Begin Document extract

Sort a linked list that is sorted alternating ascending and descending orders? - GeeksforGeeks

Sort a linked list that is sorted alternating ascending and descending orders? - GeeksforGeeks
Given a Linked List. The Linked List is in alternating ascending and descending orders. Sort the list efficiently.
Example:

Input List:   10->40->53->30->67->12->89->NULL  Output List:  10->12->30->43->53->67->89->NULL

A Simple Solution is to use Merge Sort for linked List. This solution takes O(n Log n) time.

An Efficient Solution works in O(n) time. Below are all steps.
1. Separate two lists.
2. Reverse the one with descending order
3. Merge both lists.

class LinkedList

{

    Node head;  // head of list

 

    /* Linked list Node*/

    class Node

    {

        int data;

        Node next;

        Node(int d)   { data = d;  next = null; }

    }

 

    Node newNode(int key)

    {

        return new Node(key);

    }

 

    /* This is the main function that sorts

       the linked list.*/

    void sort()

    {

        /* Create 2 dummy nodes and initialise as

           heads of linked lists */

        Node Ahead = new Node(0), Dhead = new Node(0);

 

        // Split the list into lists

        splitList(Ahead, Dhead);

 

        Ahead = Ahead.next;

        Dhead = Dhead.next;

 

        // reverse the descending list

        Dhead = reverseList(Dhead);

 

        // merge the 2 linked lists

        head = mergeList(Ahead,Dhead);

    }

 

    /* Function to reverse the linked list */

    Node reverseList(Node Dhead)

    {

        Node current = Dhead;

        Node prev = null;

        Node next;

        while (current != null)

        {

            next = current.next;

            current.next = prev;

            prev = current;

            current = next;

        }

        Dhead = prev;

        return Dhead;

    }

    // A utility function to merge two sorted linked lists

    Node mergeList(Node head1, Node head2)

End Document extract

## Aim
Translate the sentence "An Efficient Solution works in O(n) time." from the linked-list sorting article into Spanish. The records have no connection to the linked-list sorting article.

Begin Dataset

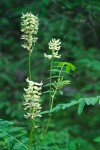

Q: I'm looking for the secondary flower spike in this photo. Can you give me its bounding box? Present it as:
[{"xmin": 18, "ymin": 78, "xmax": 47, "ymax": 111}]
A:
[
  {"xmin": 44, "ymin": 39, "xmax": 61, "ymax": 60},
  {"xmin": 21, "ymin": 13, "xmax": 39, "ymax": 53},
  {"xmin": 23, "ymin": 78, "xmax": 43, "ymax": 122}
]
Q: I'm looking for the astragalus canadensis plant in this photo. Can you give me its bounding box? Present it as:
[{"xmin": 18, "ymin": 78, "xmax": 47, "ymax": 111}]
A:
[{"xmin": 0, "ymin": 12, "xmax": 100, "ymax": 150}]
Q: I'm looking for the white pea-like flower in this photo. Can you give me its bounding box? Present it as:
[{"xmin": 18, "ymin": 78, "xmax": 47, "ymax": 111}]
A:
[
  {"xmin": 44, "ymin": 39, "xmax": 61, "ymax": 60},
  {"xmin": 23, "ymin": 78, "xmax": 43, "ymax": 123},
  {"xmin": 21, "ymin": 13, "xmax": 39, "ymax": 53}
]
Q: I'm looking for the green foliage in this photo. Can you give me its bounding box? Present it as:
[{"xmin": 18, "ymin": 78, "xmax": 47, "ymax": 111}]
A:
[
  {"xmin": 0, "ymin": 119, "xmax": 28, "ymax": 150},
  {"xmin": 0, "ymin": 0, "xmax": 100, "ymax": 150}
]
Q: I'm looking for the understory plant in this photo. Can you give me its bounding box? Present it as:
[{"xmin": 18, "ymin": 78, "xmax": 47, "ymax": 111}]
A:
[{"xmin": 0, "ymin": 12, "xmax": 100, "ymax": 150}]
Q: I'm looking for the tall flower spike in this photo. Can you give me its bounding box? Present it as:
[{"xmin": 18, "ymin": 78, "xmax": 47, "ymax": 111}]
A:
[
  {"xmin": 21, "ymin": 13, "xmax": 39, "ymax": 53},
  {"xmin": 23, "ymin": 78, "xmax": 43, "ymax": 125},
  {"xmin": 44, "ymin": 39, "xmax": 61, "ymax": 60}
]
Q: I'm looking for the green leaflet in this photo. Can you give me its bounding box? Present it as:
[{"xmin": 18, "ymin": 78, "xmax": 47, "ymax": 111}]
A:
[
  {"xmin": 94, "ymin": 137, "xmax": 100, "ymax": 143},
  {"xmin": 78, "ymin": 99, "xmax": 85, "ymax": 115},
  {"xmin": 56, "ymin": 62, "xmax": 76, "ymax": 73},
  {"xmin": 41, "ymin": 96, "xmax": 100, "ymax": 115},
  {"xmin": 0, "ymin": 119, "xmax": 28, "ymax": 150}
]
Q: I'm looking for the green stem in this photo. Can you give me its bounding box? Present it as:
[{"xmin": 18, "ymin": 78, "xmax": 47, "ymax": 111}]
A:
[
  {"xmin": 49, "ymin": 57, "xmax": 53, "ymax": 108},
  {"xmin": 28, "ymin": 52, "xmax": 36, "ymax": 150},
  {"xmin": 28, "ymin": 52, "xmax": 31, "ymax": 80},
  {"xmin": 43, "ymin": 65, "xmax": 63, "ymax": 146}
]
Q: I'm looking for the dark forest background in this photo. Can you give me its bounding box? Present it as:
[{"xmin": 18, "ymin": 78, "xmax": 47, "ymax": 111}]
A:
[{"xmin": 0, "ymin": 0, "xmax": 100, "ymax": 150}]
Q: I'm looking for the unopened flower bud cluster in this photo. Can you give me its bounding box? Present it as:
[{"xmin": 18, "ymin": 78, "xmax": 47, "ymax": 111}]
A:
[
  {"xmin": 21, "ymin": 13, "xmax": 39, "ymax": 53},
  {"xmin": 23, "ymin": 78, "xmax": 43, "ymax": 119}
]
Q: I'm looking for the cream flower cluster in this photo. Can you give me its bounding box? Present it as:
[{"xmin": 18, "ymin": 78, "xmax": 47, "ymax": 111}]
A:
[
  {"xmin": 21, "ymin": 13, "xmax": 39, "ymax": 53},
  {"xmin": 44, "ymin": 39, "xmax": 61, "ymax": 59},
  {"xmin": 23, "ymin": 78, "xmax": 43, "ymax": 119}
]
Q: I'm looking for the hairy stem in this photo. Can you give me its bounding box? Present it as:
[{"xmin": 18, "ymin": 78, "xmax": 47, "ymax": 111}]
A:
[{"xmin": 28, "ymin": 52, "xmax": 36, "ymax": 150}]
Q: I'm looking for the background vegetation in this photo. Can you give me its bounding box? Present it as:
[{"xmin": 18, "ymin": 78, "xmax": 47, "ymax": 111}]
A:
[{"xmin": 0, "ymin": 0, "xmax": 100, "ymax": 150}]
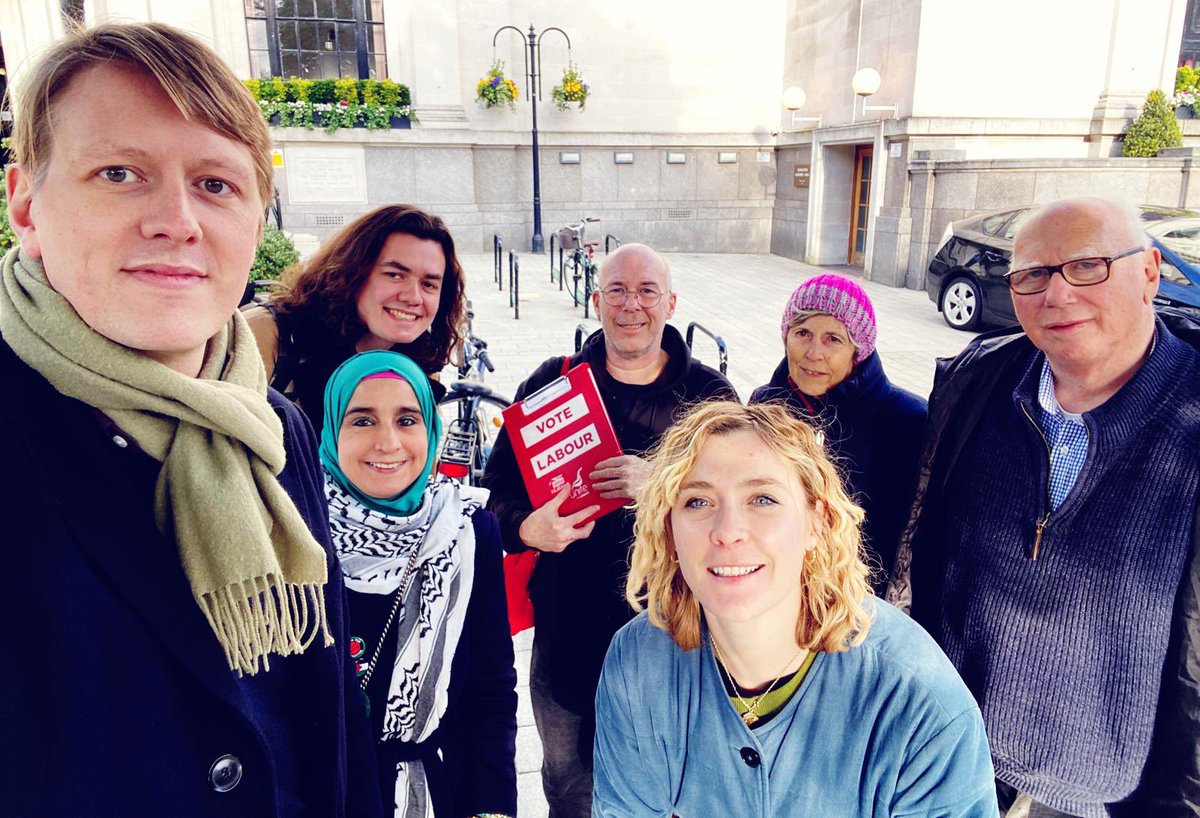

End Dataset

## Solution to this task
Una solución eficiente funciona en tiempo O(n).